Convert the lines of the material, from the line containing "target: penguin's black head" through the end of the material, inclusive, into a Markdown table with the columns Row and Line, omitting blank lines.

--- Start Records provided ---

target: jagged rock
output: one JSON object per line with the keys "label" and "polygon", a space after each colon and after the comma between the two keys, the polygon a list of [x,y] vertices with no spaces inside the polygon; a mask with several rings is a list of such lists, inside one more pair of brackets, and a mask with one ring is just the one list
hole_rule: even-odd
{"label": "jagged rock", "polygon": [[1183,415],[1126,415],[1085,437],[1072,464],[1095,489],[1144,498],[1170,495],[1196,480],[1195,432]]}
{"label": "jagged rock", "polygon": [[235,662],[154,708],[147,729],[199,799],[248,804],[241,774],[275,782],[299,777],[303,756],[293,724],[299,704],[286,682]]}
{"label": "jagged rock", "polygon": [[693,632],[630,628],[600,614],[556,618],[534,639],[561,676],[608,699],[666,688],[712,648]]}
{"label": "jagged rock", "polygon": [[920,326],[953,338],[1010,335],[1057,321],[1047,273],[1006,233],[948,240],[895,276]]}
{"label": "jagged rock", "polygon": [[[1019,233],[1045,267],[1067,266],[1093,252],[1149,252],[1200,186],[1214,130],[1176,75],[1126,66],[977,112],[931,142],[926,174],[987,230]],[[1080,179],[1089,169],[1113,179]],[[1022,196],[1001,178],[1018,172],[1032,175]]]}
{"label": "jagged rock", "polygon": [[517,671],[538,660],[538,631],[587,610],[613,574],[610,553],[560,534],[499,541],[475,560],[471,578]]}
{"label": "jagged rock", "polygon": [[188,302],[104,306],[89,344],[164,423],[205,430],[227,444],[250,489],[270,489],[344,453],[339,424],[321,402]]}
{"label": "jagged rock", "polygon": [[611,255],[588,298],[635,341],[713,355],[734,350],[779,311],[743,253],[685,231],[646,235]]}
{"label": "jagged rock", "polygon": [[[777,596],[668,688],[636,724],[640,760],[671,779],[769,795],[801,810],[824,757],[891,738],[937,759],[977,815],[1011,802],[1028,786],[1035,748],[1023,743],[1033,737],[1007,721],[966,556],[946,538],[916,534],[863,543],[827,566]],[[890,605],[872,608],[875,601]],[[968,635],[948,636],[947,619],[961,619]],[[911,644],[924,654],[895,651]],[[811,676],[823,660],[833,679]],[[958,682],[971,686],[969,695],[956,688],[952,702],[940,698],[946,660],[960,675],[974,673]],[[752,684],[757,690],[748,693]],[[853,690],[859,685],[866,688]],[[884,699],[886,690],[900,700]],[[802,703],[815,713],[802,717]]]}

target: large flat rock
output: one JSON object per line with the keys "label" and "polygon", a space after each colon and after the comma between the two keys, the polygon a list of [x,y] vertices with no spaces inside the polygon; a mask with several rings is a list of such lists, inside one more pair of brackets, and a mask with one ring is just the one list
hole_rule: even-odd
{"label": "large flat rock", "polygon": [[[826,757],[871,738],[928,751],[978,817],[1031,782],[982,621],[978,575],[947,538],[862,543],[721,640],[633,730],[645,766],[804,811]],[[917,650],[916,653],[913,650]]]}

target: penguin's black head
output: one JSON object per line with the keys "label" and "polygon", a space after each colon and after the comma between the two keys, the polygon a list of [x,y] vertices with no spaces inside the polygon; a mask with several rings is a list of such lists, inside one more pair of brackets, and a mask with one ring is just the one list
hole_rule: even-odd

--- End Records provided ---

** Output for this task **
| Row | Line |
|---|---|
| 1 | target: penguin's black head |
| 2 | output: one JSON object per line with the keys "label" and "polygon", a space after each colon and after the comma between the two keys, the polygon a list of [x,y] vertices with no spaces inside the polygon; a mask with several rings is a list of such lists, inside one more pair of brackets, and a mask with one ring is just the one list |
| 3 | hole_rule: even-odd |